WRITTEN PROBLEM
Pick out every line in the material below that contains the string "floorboard", copying each one in full. Matching is case-sensitive.

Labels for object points
○ ○ ○ ○ ○ ○ ○

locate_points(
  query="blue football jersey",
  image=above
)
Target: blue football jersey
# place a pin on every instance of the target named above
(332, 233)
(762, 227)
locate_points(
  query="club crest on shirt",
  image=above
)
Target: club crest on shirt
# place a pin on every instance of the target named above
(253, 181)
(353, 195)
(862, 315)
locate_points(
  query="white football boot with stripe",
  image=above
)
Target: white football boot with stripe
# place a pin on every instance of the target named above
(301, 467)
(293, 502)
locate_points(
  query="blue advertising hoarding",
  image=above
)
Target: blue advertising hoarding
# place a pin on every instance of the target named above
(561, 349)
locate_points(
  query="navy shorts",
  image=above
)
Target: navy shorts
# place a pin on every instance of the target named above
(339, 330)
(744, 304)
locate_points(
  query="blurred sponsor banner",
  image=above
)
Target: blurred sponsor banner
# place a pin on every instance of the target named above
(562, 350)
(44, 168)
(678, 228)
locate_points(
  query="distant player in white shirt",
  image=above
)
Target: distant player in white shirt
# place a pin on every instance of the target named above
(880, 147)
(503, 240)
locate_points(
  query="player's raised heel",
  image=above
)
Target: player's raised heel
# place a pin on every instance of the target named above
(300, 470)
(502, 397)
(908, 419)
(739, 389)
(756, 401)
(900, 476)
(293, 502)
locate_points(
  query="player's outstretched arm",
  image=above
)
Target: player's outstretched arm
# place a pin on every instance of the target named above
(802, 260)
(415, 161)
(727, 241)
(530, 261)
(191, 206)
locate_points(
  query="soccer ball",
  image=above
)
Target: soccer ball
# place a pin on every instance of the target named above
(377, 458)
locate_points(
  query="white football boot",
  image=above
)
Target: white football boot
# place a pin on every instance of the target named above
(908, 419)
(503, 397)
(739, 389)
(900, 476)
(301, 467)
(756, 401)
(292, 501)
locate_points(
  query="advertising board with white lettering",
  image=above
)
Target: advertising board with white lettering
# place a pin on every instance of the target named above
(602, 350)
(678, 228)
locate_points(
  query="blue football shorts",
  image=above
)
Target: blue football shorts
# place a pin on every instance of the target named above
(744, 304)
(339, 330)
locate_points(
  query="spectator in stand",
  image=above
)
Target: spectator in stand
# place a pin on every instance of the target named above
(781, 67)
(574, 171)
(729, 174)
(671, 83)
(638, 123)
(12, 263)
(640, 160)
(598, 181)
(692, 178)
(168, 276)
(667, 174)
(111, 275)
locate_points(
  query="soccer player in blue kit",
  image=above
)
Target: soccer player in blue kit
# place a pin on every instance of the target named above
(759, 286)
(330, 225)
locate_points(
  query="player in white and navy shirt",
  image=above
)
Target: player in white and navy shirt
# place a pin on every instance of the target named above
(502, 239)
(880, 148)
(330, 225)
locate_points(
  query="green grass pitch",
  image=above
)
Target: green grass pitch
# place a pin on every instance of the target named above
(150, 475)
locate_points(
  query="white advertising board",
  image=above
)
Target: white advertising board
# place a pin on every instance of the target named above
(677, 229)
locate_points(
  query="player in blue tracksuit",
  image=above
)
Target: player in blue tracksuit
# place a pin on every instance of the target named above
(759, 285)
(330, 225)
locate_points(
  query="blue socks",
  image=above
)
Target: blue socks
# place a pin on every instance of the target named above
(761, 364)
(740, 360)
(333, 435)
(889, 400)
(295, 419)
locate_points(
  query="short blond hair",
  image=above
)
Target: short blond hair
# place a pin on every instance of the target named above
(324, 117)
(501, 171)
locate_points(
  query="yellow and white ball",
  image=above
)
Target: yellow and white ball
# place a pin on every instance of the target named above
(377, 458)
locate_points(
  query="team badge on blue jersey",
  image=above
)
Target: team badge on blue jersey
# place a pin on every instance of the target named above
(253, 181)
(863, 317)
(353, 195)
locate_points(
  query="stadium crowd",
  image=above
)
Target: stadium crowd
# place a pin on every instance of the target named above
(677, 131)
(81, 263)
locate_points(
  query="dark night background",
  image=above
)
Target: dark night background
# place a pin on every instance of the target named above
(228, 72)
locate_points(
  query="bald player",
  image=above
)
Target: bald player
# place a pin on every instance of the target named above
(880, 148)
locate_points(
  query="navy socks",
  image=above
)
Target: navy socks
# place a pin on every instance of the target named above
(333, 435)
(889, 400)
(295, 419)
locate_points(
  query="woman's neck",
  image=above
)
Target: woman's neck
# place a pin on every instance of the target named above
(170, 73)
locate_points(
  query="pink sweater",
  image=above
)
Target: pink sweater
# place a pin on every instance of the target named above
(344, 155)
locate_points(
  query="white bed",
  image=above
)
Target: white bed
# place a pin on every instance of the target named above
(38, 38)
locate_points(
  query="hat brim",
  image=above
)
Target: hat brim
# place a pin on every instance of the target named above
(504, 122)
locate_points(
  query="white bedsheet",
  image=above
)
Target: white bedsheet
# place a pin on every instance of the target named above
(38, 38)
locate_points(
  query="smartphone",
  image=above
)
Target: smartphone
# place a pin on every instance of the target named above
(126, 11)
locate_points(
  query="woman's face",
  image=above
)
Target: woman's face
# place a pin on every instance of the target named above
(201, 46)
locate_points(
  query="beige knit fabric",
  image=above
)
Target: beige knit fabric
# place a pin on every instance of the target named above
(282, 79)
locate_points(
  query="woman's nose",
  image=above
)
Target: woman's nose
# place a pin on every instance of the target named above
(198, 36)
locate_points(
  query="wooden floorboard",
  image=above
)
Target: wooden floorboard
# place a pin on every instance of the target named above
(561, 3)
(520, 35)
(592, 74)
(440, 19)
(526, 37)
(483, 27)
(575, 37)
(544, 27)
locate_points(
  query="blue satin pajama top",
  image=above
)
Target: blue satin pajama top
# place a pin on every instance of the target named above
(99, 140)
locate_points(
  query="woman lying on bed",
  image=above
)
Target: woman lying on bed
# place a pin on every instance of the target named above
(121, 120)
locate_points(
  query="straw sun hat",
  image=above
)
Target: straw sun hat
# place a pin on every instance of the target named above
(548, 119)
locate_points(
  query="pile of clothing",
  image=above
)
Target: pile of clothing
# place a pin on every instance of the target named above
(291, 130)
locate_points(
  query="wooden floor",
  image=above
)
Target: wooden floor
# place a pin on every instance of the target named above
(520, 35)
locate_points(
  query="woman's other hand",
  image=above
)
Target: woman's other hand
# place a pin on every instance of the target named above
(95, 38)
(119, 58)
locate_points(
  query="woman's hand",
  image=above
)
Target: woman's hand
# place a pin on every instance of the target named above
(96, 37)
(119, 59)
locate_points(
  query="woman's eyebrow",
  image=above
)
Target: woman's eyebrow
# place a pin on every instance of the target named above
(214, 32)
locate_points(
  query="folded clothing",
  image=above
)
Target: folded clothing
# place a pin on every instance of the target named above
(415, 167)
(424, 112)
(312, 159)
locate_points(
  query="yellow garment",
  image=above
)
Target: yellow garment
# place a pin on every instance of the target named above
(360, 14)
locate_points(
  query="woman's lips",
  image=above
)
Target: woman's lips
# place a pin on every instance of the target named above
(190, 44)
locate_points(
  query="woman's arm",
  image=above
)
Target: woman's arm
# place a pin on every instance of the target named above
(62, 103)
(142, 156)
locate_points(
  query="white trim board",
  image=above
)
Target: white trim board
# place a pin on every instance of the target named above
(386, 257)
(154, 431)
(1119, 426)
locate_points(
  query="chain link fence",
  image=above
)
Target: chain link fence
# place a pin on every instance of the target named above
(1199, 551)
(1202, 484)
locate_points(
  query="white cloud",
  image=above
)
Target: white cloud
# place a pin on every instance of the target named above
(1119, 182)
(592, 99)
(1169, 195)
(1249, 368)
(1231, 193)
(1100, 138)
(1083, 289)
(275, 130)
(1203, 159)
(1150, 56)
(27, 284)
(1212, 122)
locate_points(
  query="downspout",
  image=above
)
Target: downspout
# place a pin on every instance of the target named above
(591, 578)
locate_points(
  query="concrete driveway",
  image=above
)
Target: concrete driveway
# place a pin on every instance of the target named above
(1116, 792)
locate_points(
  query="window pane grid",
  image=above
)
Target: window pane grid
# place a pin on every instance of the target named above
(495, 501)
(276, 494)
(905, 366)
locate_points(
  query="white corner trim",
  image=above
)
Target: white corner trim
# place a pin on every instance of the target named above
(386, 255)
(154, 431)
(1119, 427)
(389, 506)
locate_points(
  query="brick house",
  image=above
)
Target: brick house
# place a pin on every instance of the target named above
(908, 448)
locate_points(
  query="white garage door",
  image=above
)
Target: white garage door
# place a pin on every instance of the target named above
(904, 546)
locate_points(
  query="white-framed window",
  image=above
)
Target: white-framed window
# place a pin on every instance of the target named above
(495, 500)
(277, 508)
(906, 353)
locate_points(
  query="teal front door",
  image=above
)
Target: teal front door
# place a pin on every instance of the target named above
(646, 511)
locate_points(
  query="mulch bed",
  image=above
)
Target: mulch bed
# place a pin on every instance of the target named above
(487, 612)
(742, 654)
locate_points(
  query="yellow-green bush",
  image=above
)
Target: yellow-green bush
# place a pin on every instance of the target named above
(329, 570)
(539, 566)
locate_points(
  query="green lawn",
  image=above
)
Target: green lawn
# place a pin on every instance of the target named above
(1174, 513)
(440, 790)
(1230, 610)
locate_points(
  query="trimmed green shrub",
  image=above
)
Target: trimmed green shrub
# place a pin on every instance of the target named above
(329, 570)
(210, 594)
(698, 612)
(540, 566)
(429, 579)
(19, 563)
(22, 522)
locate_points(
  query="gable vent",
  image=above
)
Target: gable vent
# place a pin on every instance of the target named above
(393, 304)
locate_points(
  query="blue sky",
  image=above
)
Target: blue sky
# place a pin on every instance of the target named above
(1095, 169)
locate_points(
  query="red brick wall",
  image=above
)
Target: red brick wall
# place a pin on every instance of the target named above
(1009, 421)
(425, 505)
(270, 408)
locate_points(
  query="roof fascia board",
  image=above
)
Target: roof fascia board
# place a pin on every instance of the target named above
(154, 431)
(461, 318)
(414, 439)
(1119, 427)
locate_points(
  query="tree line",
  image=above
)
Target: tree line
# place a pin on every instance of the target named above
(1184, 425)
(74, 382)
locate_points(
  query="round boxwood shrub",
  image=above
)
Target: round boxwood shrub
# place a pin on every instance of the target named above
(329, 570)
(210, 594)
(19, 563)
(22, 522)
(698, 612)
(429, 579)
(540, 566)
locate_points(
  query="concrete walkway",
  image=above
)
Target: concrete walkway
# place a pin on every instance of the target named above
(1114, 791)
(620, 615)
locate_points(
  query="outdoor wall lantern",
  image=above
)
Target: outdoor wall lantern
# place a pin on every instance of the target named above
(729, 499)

○ ○ ○ ○ ○ ○ ○

REPLY
  query="wooden floorboard",
Target: wooden floorboard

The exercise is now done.